---- INPUT MATERIAL

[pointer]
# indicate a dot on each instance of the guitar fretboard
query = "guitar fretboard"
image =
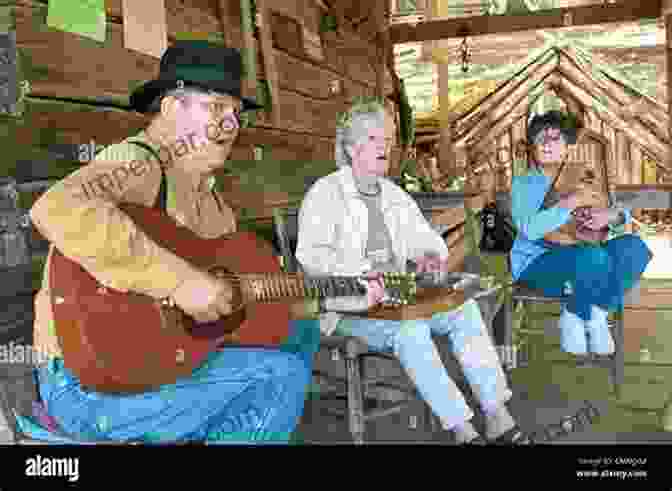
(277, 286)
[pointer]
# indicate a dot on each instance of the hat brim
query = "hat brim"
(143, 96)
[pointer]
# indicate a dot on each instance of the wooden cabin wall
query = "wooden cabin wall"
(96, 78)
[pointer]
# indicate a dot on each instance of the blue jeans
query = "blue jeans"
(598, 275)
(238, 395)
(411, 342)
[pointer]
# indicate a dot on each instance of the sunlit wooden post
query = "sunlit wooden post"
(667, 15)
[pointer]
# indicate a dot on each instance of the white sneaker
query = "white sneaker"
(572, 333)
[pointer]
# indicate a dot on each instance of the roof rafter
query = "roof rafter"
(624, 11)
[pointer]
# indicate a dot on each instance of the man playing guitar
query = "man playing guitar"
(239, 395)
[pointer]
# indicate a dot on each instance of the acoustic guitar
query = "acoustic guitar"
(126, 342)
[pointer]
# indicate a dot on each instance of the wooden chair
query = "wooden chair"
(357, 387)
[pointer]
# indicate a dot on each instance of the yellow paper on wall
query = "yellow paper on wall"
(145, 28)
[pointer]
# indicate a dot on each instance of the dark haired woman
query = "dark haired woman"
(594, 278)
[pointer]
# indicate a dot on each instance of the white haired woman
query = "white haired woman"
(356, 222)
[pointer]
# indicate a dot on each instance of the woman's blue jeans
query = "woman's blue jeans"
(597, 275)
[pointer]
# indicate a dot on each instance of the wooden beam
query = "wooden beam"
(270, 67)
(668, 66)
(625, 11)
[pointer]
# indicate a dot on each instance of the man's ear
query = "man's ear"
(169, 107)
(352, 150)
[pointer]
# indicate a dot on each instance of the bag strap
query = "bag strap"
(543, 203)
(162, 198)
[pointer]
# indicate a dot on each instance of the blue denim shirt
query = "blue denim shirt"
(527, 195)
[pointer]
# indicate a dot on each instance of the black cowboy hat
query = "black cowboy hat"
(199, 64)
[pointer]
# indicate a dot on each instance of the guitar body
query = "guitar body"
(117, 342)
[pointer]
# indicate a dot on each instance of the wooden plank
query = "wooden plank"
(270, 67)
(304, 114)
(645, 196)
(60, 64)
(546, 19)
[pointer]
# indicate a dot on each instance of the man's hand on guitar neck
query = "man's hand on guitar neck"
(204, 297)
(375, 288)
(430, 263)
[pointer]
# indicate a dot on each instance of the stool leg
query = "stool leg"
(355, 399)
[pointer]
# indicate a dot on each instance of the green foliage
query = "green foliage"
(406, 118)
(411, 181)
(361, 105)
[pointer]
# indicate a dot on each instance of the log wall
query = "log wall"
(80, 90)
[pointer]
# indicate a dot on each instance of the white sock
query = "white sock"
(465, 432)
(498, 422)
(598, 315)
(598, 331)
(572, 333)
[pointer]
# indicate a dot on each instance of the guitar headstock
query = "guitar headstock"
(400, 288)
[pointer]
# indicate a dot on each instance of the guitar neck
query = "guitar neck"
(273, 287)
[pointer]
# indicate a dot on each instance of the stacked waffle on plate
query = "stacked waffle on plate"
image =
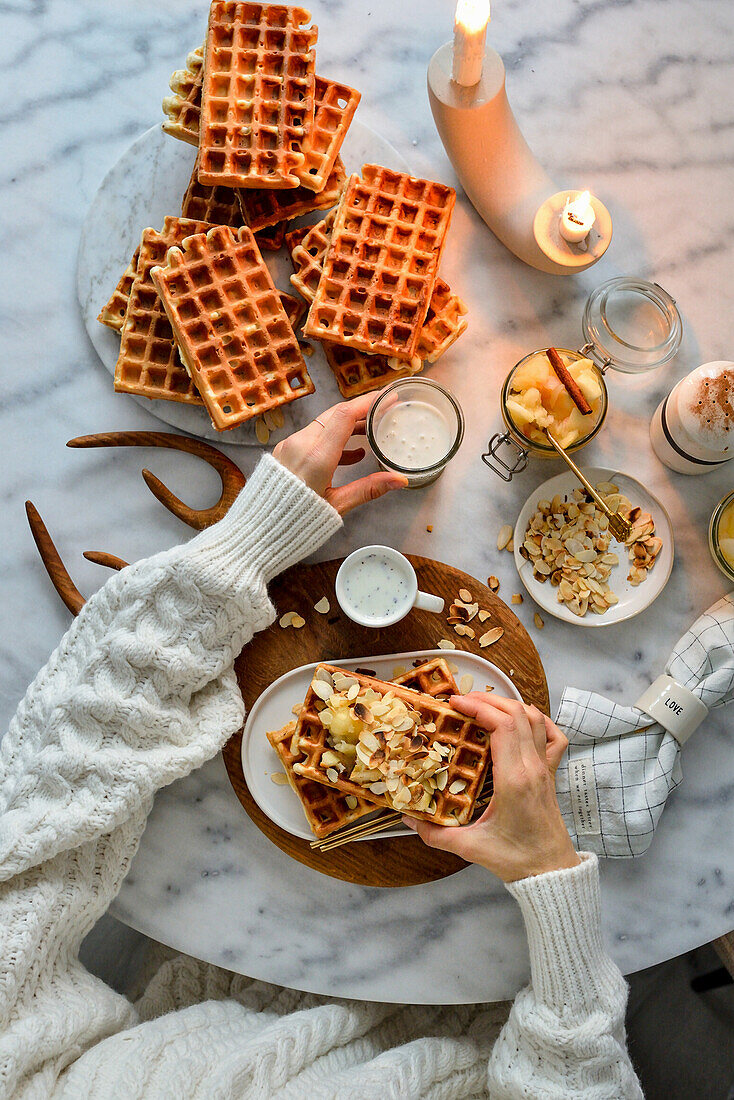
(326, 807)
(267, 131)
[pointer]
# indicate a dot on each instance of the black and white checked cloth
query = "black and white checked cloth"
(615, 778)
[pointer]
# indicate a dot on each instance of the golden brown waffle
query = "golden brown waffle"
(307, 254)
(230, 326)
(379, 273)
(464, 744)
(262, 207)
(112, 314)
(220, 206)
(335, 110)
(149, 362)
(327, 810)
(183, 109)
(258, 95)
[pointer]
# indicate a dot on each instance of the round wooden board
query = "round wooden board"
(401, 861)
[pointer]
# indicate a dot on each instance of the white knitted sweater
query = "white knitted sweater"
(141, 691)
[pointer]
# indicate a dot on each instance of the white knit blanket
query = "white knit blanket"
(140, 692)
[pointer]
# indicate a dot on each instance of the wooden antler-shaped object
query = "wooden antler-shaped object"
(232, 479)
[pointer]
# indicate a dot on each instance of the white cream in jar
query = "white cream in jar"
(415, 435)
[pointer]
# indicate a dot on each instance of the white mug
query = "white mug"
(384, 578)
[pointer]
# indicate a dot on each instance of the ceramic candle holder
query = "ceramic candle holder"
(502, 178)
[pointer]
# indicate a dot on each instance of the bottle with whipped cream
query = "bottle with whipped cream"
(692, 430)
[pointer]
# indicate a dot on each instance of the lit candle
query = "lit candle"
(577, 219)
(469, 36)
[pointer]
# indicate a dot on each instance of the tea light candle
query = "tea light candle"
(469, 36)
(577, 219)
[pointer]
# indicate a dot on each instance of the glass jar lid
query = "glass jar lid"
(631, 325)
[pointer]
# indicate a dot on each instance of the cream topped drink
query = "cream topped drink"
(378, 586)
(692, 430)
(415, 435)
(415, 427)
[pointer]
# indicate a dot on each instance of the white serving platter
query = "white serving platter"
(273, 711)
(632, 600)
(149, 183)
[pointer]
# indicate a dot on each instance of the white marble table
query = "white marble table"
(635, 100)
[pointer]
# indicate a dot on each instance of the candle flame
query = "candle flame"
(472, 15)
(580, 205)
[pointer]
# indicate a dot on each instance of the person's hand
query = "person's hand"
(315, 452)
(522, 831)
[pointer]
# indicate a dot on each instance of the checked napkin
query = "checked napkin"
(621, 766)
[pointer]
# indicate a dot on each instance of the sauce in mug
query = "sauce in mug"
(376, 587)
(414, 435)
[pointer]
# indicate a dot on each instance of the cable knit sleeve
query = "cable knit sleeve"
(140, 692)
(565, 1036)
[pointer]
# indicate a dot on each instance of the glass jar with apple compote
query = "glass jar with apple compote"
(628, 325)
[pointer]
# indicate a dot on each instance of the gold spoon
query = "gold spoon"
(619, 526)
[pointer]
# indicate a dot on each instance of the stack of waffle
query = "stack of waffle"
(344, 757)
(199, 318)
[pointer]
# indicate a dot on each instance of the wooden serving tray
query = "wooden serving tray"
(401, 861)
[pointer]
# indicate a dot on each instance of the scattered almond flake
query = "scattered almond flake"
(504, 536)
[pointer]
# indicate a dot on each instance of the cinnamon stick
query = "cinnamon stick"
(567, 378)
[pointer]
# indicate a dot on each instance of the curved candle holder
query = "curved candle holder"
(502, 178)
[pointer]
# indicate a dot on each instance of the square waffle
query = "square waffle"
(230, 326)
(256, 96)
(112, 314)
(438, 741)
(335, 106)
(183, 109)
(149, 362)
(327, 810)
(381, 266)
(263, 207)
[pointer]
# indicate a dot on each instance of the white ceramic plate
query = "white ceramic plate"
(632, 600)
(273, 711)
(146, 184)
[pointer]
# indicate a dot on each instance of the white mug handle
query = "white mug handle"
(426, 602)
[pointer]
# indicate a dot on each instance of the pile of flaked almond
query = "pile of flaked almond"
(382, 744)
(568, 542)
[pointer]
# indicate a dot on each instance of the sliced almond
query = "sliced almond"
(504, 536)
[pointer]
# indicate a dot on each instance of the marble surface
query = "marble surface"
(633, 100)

--------
---- INPUT MATERIAL

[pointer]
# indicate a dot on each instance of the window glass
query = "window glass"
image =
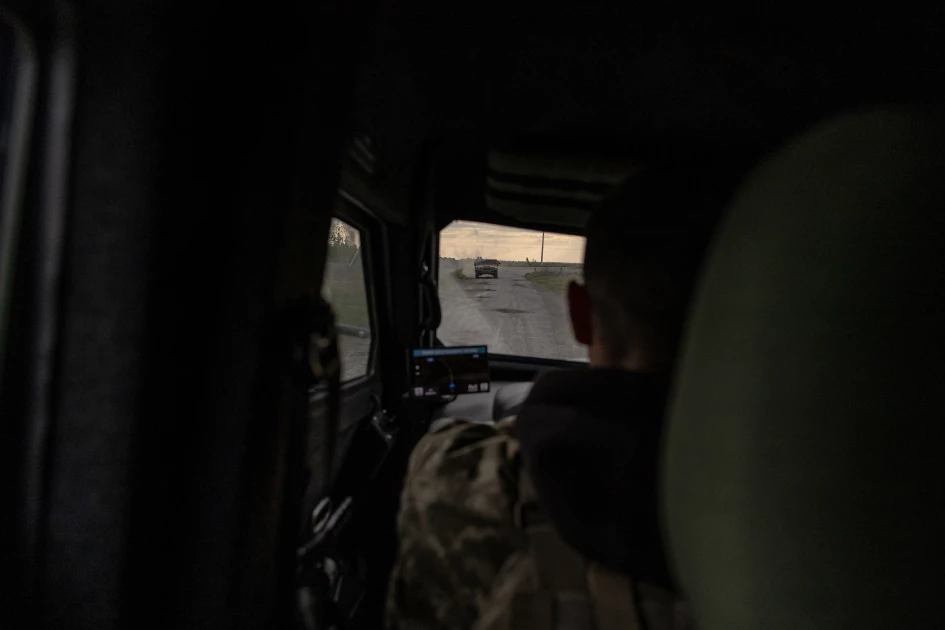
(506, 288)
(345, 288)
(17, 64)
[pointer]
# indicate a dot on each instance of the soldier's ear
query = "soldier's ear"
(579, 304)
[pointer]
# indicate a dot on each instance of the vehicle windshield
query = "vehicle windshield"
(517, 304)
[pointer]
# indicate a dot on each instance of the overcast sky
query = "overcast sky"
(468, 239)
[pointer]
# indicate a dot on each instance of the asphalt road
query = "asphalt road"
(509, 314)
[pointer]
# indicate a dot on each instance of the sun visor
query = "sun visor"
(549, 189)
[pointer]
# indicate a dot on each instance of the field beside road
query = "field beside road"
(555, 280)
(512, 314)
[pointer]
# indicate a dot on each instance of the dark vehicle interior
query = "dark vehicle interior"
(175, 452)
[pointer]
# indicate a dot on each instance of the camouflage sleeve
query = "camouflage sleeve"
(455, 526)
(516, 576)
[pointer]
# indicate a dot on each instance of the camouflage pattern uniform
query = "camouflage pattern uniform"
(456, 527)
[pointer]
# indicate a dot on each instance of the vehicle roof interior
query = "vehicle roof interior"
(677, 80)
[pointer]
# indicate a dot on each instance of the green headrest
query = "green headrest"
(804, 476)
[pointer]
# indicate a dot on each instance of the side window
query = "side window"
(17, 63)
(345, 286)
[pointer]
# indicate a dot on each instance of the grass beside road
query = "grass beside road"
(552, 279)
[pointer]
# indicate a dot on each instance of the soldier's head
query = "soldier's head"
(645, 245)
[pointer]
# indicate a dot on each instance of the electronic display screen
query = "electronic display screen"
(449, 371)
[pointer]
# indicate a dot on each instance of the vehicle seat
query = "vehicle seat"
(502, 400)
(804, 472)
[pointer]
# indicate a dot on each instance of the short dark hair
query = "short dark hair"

--------

EXERCISE INSTRUCTIONS: How many lines in the records above contain the word "green"? Case counts. Reply with the number only.

COMPLETE OUTPUT: 4